### Texte fourni:

Les chevaux mustang espagnols ont disparu depuis longtemps de la surface de la Terre. À part à deux endroits, en Caroline du Nord. Nous nous sommes rendus à l'un d'eux, à Corolla, pour admirer ces magnifiques bêtes à l'état sauvage sur les plages des Outer Banks. Sans selle, sans harnais, sans cavalier.

Chevaux en toute liberté

«Est-ce qu'ils se baignent parfois dans la mer?», s'exclame un touriste en apercevant un premier troupeau de quatre chevaux sur la grève.

«Ce ne sont pas des chevaux de mer», répond du tac au tac Brad Downs. «Ils ont nagé vers le rivage il y a 500 ans, mais leur expérience en natation s'arrête là», ajoute le guide au sens de l'humour évident.

L'État de la Caroline du Nord est bordé par une longue bande de sable où des milliers de bateaux se sont échoués au fil des années, d'où son triste surnom de «cimetière de l'Atlantique». C'est comme ça que sont arrivés les premiers mustangs, vers la fin des années 1500 ou au début des années 1600, avec les bateaux de colons espagnols.

Jay Bender se rappelle très bien l'époque où l'on pouvait apercevoir des chevaux jusqu'au village de Duck, quelque 25 km au sud de Corolla. On les apercevait sur la plage, sur le bord de la route ou dans le potager des résidants locaux.

Dans les années 60, les parents de Jay Bender ont fondé une entreprise qui organisait des excursions de pêche, de chasse et de photographie à Corolla. Comme il n'y avait pas de route pour se rendre dans cette communauté la plus au nord des Outer Banks, il fallait absolument un 4x4 pour rouler sur la plage.

«Quand j'ai commencé à guider des groupes pour mes parents, on n'amenait pas les gens voir des chevaux. En fait, on en voyait partout dans le village de Duck. Quand on en croisait, il n'y avait rien d'extraordinaire», raconte Jay, maintenant responsable de Corolla Outback Adventures, avec sa mère de 83 ans.

En 1985, le gouvernement a toutefois aménagé une route pavée vers Corolla. Cette nouvelle voie a eu un impact sur le tourisme, mais aussi sur les chevaux. En cinq ans, 20 d'entre eux ont perdu la vie à la suite d'une collision avec une voiture.

Devant ce triste constat, une longue clôture a été érigée à la fin de la route, et les chevaux ont été amenés au nord de Corolla, sur une bande de sable longue de 12 miles.

Les chevaux confinés à l'extérieur du village sur une plage impossible à parcourir sans camionnette, les touristes se sont mis à réclamer des excursions pour voir les derniers mustangs espagnols sur Terre.

### Défi 1:
Recopiez s'il vous plaît sans rien changer le passage du texte sur les mustangs de Corolla qui commence par « Jay Bender se » et se poursuit jusqu'à « mère de 83 ans. ».
### Défi 2:
Prolongez le texte sur les mustangs de Corolla en reprenant juste après sa dernière phrase.

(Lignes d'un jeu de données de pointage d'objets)
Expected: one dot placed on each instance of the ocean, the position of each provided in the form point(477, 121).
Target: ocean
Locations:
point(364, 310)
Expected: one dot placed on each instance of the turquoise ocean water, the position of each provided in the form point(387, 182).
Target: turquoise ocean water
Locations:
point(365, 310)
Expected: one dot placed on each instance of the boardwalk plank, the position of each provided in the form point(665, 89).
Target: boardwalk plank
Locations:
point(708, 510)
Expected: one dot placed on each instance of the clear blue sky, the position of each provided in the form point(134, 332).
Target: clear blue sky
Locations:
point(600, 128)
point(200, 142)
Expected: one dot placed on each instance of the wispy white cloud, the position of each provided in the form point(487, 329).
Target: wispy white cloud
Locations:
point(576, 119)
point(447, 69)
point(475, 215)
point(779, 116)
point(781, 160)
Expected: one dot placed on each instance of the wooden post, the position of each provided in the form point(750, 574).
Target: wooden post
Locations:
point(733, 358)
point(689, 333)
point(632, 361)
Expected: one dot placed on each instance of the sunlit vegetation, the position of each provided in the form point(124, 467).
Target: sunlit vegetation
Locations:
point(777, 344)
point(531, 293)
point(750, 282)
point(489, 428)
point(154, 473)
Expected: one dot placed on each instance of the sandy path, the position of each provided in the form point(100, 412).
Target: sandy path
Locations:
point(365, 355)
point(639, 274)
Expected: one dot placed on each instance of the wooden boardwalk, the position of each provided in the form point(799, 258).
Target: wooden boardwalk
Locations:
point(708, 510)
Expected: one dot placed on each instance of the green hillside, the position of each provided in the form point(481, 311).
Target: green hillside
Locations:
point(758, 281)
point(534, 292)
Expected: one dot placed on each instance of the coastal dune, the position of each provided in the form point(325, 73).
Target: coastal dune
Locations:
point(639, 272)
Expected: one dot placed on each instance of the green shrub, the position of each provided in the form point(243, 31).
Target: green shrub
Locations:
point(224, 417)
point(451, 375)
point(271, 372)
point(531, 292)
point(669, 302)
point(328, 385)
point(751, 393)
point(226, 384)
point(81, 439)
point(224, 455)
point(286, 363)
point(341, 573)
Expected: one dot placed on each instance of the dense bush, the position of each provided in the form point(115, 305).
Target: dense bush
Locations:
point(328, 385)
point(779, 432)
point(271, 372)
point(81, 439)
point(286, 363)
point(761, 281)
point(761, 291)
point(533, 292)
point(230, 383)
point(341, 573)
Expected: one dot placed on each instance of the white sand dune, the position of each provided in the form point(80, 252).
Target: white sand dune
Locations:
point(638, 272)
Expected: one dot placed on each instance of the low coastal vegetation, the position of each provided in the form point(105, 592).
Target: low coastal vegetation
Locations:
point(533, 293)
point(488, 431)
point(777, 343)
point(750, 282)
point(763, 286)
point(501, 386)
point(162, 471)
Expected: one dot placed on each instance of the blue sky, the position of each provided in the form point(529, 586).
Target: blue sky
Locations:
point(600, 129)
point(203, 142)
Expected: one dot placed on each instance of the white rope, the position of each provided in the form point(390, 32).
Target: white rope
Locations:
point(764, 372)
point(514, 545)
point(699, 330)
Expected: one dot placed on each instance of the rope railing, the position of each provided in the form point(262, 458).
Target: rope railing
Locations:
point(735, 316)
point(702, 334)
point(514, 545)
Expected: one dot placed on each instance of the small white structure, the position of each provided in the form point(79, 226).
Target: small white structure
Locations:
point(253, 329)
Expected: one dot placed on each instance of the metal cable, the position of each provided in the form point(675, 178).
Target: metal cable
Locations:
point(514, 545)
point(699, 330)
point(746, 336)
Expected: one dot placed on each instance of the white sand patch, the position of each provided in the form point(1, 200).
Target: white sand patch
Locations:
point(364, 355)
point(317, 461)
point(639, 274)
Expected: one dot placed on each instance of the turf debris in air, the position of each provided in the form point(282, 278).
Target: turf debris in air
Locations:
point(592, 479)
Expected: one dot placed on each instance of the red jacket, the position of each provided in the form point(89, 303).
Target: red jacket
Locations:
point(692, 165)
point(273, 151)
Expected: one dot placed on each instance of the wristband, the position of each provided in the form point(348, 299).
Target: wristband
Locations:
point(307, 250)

### Réponse 1:
Jay Bender se rappelle très bien l'époque où l'on pouvait apercevoir des chevaux jusqu'au village de Duck, quelque 25 km au sud de Corolla. On les apercevait sur la plage, sur le bord de la route ou dans le potager des résidants locaux.

Dans les années 60, les parents de Jay Bender ont fondé une entreprise qui organisait des excursions de pêche, de chasse et de photographie à Corolla. Comme il n'y avait pas de route pour se rendre dans cette communauté la plus au nord des Outer Banks, il fallait absolument un 4x4 pour rouler sur la plage.

«Quand j'ai commencé à guider des groupes pour mes parents, on n'amenait pas les gens voir des chevaux. En fait, on en voyait partout dans le village de Duck. Quand on en croisait, il n'y avait rien d'extraordinaire», raconte Jay, maintenant responsable de Corolla Outback Adventures, avec sa mère de 83 ans.

### Réponse 2:
Vivre dans un harem 

Sur le terrain de 7544 acres, partagé par une réserve écologique et par quelques résidants qui aiment habiter loin de tout, une centaine de chevaux vivent comme bon leur semble... en harem.

«Les touristes s'attendent souvent à voir le clan réuni. Les chevaux se réunissent plutôt en petits groupes territoriaux. Ils sont souvent quatre ou cinq, parfois plus. En tout, il y a entre 15 et 20 harems composés d'un mâle et de plusieurs femelles», indique Brad Downs.

Le guide n'ose pas le dire, mais les chances de voir des chevaux sont assez élevées, surtout en été. Les chevaux s'abreuvent dans les étangs d'eau fraîche, ils s'alimentent d'herbes de dune, ils défèquent sur le terrain des résidants-ermites, ils protègent leurs poulains, ils transportent des aigrettes sur leur dos. En échange, les oiseaux mangent les mouches qui tournent autour de la cavalerie.

Les chevaux partagent aussi la longue plage avec un nombre étonnant de véhicules qui circulent comme dans le Far West.

Excursions, oui ou non? 

Le Fonds pour la conservation des chevaux sauvages de Corolla se rend quotidiennement sur le terrain pour tenir un décompte à jour des chevaux, pour suivre leurs déplacements et les changements dans les harems. Selon l'organisme, la circulation automobile sur la plage n'est pas un problème outre mesure.

«C'est sûr que ça peut stresser les animaux par moments, mais je pense qu'ils ont fini par s'y habituer. Je ne peux pas en être complètement sûre, mais j'ose quand même croire qu'ils préfèrent la saison basse», affirme Jo Langone, présidente-directrice générale du fonds.

Pour assurer le bien-être des bêtes, le comté de Currituck s'est doté de règles strictes. Il est interdit de s'approcher à moins de 50 pi des chevaux, dans la mesure du possible. Même si la circulation sur la plage est légale, un permis spécial est toutefois nécessaire pour s'y arrêter.

Aussi, le nombre de véhicules servant aux excursions touristiques a été restreint. Mais encore là, Jo Langone ne voit pas d'un mauvais oeil les organisateurs de tours guidés.

«Ces entreprises causent un peu plus de trafic, mais il y a un revers à la médaille en leur faveur. Sans eux, nous aurions sûrement encore plus de voitures sur la plage. Au lieu d'amener cinq, voire dix nouvelles voitures sur la route, tous ces passagers se réunissent dans un seul véhicule dit "touristique"», nuance-t-elle.

Et comme plusieurs personnes ont une image romancée des chevaux, ajoute-t-elle, les entreprises touristiques préviennent assurément certains incidents entre humains et bêtes sauvages.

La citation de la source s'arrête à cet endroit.